Traduce al inglés esta oración del texto sobre la visita a Los Quetzales: "Mi mochila, además de agua, tenía también alcohol en gel."

TEXTO DE ESTUDIO
# # # # # # #
Para alguien que ha explorado desde el Chirripó hasta la isla del Coco y se ha internado en las profundidades del Parque Nacional Corcovado, asumir el papel del pájaro enjaulado no es nada fácil. Hasta las bandadas de periquitos, que revolotean de palmera en palmera como nubes verdes en las calurosas tardes del oeste de San José, parecen vivir en una dimensión paralela; una sin virus y sin límites.

De ahí que el primer fin de semana de reapertura de varias áreas silvestres protegidas era definitivamente el momento de ir a Los Quetzales. No solo representaba un parque que no conocía, sino uno que se me ocurrió lejano, con un ambiente y temperatura completamente distintos, en línea directa con la libertad. Estaba más que dispuesta a mojarme con la lluvia, a morirme de frío en el Cerro si fuera el caso; todo por pisar de nuevo un bosque, caminar hasta el agotamiento y terminar con un humeante chocolate caliente y una tortilla de queso en uno de esos locales de carretera.

Ese era el plan, al que también se apuntaron otros tres amigos. Pero a los tradicionales temas de logística, como ruta y hora, ahora también era importante adicionar el protocolo de distanciamiento que íbamos a seguir. Para mí, ya el hecho de tomar el volante para manejar un par de horas fuera del Gran Área Metropolitana era todo un sueño hecho realidad.

Muchos ciclistas pensaron exactamente lo mismo y todos empezamos a subir el cerro. Montaña, verde, aire puro…¿quién podría pensar que había un virus por ahí?

Nos encontramos todos en la entrada del parque: espacio prudencial entre auto y auto, pago solo con tarjeta de crédito, afiches con lo que hay que hacer y lo que no, un lavamanos con jabón a la entrada y dentro de los baños (por cierto, con agua tan helada que se podía pensar jocosamente que cualquier virus o bacteria moriría en el acto) y el aviso de que tan solo 50 personas podíamos estar al mismo tiempo en todo el parque.

Mi mochila, además de agua, tenía también alcohol en gel.

Sin duda, era la visita a un área silvestre protegida en épocas de pandemia. Elegimos el sendero más largo e iniciamos el recorrido. Se sentía como el primer día de libertad en un bosque mágico de altura, redescubriendo como niños hasta el más ínfimo detalle de un nuevo mundo, por momentos más nutrido de árboles y arbustos; por otros, más abierto a un escenario de grandes montañas, con distintos niveles de vegetación y tonos de verde.

El solo hecho de tocar el tronco de un árbol, sentir su textura húmeda y mirar hacia lo alto su copa interminable coronada de orquídeas, bromelias y “barbas de viejo”, hacía que toda espera hubiera valido la espera.
# # # # # # #
REGISTROS
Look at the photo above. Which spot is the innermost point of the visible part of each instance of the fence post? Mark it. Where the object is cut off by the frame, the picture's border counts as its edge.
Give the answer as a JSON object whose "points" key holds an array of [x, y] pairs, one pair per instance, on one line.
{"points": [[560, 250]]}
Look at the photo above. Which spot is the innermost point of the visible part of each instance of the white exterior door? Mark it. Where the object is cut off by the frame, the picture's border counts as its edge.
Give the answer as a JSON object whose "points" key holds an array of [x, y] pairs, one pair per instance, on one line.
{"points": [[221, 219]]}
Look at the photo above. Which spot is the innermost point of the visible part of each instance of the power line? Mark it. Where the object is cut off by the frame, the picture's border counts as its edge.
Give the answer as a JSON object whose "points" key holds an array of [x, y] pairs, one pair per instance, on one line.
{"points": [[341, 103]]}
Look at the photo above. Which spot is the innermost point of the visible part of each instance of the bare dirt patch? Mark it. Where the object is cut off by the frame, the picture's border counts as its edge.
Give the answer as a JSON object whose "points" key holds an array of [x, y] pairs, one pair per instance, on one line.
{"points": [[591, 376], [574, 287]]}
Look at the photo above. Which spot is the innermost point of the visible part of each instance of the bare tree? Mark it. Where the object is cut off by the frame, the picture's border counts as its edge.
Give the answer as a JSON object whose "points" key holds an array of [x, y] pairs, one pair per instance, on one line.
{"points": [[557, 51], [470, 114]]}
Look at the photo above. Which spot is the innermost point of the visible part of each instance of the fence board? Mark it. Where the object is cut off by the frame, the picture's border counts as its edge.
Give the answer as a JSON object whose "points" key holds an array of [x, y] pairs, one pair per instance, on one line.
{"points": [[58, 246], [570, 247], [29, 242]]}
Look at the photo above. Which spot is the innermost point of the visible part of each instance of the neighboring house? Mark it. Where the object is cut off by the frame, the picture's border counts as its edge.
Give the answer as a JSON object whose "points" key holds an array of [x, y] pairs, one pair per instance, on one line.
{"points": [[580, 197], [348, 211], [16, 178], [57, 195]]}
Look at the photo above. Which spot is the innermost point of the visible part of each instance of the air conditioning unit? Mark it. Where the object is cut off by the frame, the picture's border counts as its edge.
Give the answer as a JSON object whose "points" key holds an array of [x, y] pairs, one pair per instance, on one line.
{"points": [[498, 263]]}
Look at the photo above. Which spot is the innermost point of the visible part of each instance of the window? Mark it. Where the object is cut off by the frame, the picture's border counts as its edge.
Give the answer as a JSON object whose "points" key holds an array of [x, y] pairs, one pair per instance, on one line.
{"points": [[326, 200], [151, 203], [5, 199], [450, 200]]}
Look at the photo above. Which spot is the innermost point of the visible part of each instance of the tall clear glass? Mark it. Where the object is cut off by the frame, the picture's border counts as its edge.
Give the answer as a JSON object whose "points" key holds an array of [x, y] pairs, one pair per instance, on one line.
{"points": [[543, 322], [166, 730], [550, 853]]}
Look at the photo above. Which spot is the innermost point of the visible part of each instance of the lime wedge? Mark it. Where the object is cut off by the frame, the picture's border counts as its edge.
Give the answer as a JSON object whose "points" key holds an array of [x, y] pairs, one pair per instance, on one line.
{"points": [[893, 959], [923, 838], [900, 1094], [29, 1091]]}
# # # # # # #
RESULTADO DE LA TAREA
In addition to water, my backpack also held alcohol gel.